START Available data
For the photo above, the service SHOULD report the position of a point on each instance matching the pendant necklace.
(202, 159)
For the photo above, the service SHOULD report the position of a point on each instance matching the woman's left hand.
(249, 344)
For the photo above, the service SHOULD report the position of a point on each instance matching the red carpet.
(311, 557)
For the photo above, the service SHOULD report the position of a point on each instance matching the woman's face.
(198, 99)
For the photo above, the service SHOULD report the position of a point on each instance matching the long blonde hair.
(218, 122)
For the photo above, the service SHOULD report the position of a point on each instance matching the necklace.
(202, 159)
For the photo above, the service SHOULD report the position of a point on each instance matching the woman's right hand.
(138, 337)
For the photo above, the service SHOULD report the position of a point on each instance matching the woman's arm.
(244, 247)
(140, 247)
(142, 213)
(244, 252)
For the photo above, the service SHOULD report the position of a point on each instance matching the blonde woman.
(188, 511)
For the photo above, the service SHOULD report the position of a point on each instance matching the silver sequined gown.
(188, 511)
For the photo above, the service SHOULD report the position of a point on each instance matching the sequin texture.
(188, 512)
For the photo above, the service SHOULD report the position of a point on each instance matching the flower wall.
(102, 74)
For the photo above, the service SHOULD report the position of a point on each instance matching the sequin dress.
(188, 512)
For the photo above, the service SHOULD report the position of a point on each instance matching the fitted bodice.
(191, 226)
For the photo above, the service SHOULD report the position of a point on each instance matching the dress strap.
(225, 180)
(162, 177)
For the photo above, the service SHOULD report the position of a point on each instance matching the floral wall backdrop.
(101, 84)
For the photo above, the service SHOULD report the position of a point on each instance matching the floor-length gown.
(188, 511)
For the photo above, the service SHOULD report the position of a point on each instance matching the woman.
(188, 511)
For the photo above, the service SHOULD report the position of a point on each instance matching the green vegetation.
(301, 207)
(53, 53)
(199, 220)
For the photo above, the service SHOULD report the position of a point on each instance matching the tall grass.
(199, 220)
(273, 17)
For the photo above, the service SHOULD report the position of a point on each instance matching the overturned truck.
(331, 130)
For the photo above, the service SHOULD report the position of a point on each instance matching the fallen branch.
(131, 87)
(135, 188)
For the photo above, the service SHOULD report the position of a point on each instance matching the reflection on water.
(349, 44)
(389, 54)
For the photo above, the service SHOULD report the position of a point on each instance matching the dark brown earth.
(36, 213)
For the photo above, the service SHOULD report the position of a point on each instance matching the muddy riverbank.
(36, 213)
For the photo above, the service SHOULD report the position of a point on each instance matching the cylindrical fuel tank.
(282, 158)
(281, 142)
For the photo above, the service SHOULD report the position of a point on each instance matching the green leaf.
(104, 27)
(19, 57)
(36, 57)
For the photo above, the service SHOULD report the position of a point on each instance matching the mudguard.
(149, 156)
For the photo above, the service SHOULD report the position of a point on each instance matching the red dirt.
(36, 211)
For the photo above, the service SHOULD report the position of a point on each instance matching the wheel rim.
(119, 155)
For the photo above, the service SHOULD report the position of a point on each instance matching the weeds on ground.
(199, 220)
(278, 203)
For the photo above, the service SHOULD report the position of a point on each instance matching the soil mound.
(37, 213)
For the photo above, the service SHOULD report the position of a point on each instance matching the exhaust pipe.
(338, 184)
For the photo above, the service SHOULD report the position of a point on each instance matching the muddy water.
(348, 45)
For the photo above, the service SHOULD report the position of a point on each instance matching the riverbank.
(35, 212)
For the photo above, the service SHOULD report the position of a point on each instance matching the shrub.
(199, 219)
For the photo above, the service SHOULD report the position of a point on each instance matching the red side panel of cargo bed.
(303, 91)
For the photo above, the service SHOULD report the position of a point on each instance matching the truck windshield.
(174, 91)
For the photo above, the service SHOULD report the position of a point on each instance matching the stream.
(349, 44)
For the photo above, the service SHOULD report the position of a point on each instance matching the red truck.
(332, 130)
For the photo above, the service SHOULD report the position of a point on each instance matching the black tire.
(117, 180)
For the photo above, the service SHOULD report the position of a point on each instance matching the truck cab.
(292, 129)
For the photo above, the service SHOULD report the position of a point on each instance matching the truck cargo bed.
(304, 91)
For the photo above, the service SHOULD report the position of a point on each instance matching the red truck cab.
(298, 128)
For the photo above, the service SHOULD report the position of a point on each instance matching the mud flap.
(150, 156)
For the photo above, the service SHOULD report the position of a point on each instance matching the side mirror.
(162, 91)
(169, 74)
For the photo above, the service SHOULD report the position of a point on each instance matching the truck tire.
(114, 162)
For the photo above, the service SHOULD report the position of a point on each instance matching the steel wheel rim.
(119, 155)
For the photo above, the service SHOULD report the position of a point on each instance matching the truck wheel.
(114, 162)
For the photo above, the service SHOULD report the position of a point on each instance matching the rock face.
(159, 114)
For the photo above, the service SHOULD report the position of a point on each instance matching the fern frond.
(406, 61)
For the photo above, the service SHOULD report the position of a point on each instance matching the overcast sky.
END Available data
Assignment: Every record above must be repeated word for word.

Result:
For the photo above, the service SHOULD report the position of a point on each instance matching the pendant necklace.
(202, 159)
For the photo above, the service SHOULD report the position of a point on each instance matching the woman's left hand.
(249, 344)
For the photo above, the service SHOULD report the position of a point on each instance matching the red carpet.
(311, 557)
For the photo above, the service SHOULD report the position of a point on each instance matching the woman's face.
(198, 99)
For the photo above, the service SHOULD report the position of a point on each instance matching the long blonde hair.
(218, 122)
For the photo above, the service SHOULD report the position of a point on each instance matching the necklace.
(202, 159)
For the photo above, the service SHOULD report the position of a point on each instance matching the woman's right hand.
(138, 337)
For the photo above, the service SHOULD report the position of a point on each instance matching the woman's arm.
(244, 247)
(140, 247)
(142, 213)
(244, 252)
For the photo above, the service SHOULD report the position of a point on each instance matching the blonde woman.
(188, 511)
For the photo above, the service SHOULD report the position of a point on each instance matching the silver sequined gown.
(188, 511)
For the photo above, the service SHOULD report the position of a point on each instance matching the sequin texture.
(188, 512)
For the photo above, the service SHOULD report the position of a point on each instance matching the flower wall.
(102, 74)
For the photo above, the service SHOULD report the position of a point on each instance matching the sequin dress.
(188, 512)
For the photo above, the service SHOULD report the position of a point on each instance matching the fitted bodice.
(191, 226)
For the photo above, the service SHOULD report the position of a point on each instance matching the dress strap.
(225, 180)
(162, 177)
For the photo above, the service SHOULD report the position of a point on each instance matching the floral wall backdrop.
(101, 84)
For the photo above, the service SHOULD report the position of a point on each instance matching the floor-length gown.
(188, 511)
For the photo above, the service SHOULD report the position of a point on each instance matching the woman.
(188, 511)
For the photo above, the service SHOULD report the position of a point on each instance matching the green vegetation.
(301, 207)
(53, 53)
(199, 220)
For the photo above, the service SHOULD report the position of a point on each instance matching the tall grass.
(199, 220)
(273, 17)
For the photo above, the service SHOULD report the position of a point on each instance matching the overturned truck.
(331, 130)
For the photo above, the service SHOULD report the position of a point on each instance matching the fallen branch.
(131, 87)
(135, 188)
For the photo above, the service SHOULD report the position of a point on each instance matching the reflection on water.
(349, 44)
(389, 54)
For the photo above, the service SHOULD report the position of a point on each instance matching the dark brown earth.
(36, 213)
For the photo above, the service SHOULD report the position of a point on each instance matching the muddy riverbank.
(36, 213)
For the photo above, the service SHOULD report the position of a point on each instance matching the cylindrical fuel tank.
(282, 158)
(281, 142)
For the photo above, the service SHOULD report the position of a point on each instance matching the green leaf.
(104, 27)
(19, 57)
(36, 57)
For the photo above, the service SHOULD report the position of a point on each instance matching the mudguard.
(149, 156)
For the photo above, the service SHOULD report the position of a point on each instance matching the red dirt.
(36, 211)
For the photo above, the service SHOULD report the position of a point on each instance matching the wheel rim.
(119, 155)
For the photo above, the service SHOULD report the position of a point on each instance matching the weeds on ground.
(199, 220)
(278, 203)
For the photo above, the service SHOULD report the position of a point on each instance matching the soil mound.
(37, 213)
For the photo above, the service SHOULD report the position of a point on each instance matching the exhaust pipe.
(338, 184)
For the photo above, the service SHOULD report the position of a point on each instance matching the muddy water.
(348, 45)
For the photo above, the service SHOULD report the position of a point on each instance matching the riverbank.
(35, 212)
For the photo above, the service SHOULD report the position of a point on each instance matching the shrub.
(199, 219)
For the photo above, the service SHOULD report the position of a point on each instance matching the red side panel of cargo bed.
(303, 91)
For the photo above, the service SHOULD report the position of a point on each instance matching the truck windshield.
(174, 91)
For the photo above, the service SHOULD report the position of a point on each instance matching the stream.
(349, 44)
For the photo above, the service SHOULD report the position of a point on each instance matching the red truck.
(332, 130)
For the photo above, the service SHOULD report the position of a point on each instance matching the black tire.
(117, 180)
For the photo above, the service SHOULD report the position of a point on each instance matching the truck cab.
(292, 129)
For the photo above, the service SHOULD report the position of a point on each instance matching the truck cargo bed.
(304, 91)
For the photo above, the service SHOULD report the position of a point on each instance matching the red truck cab.
(298, 128)
For the photo above, the service SHOULD report the position of a point on each instance matching the mud flap.
(150, 156)
For the photo above, the service SHOULD report the position of a point on each instance matching the side mirror.
(162, 91)
(169, 74)
For the photo above, the service SHOULD report the position of a point on each instance matching the truck tire.
(114, 162)
For the photo above, the service SHOULD report the position of a point on each instance matching the steel wheel rim.
(119, 155)
For the photo above, the service SHOULD report the position of a point on each instance matching the truck wheel.
(114, 162)
For the photo above, the service SHOULD report the position of a point on each instance matching the rock face.
(159, 114)
For the photo above, the service SHOULD report the position of a point on each instance matching the fern frond.
(406, 61)
For the photo above, the service SHOULD report the position of a point on each instance matching the overcast sky.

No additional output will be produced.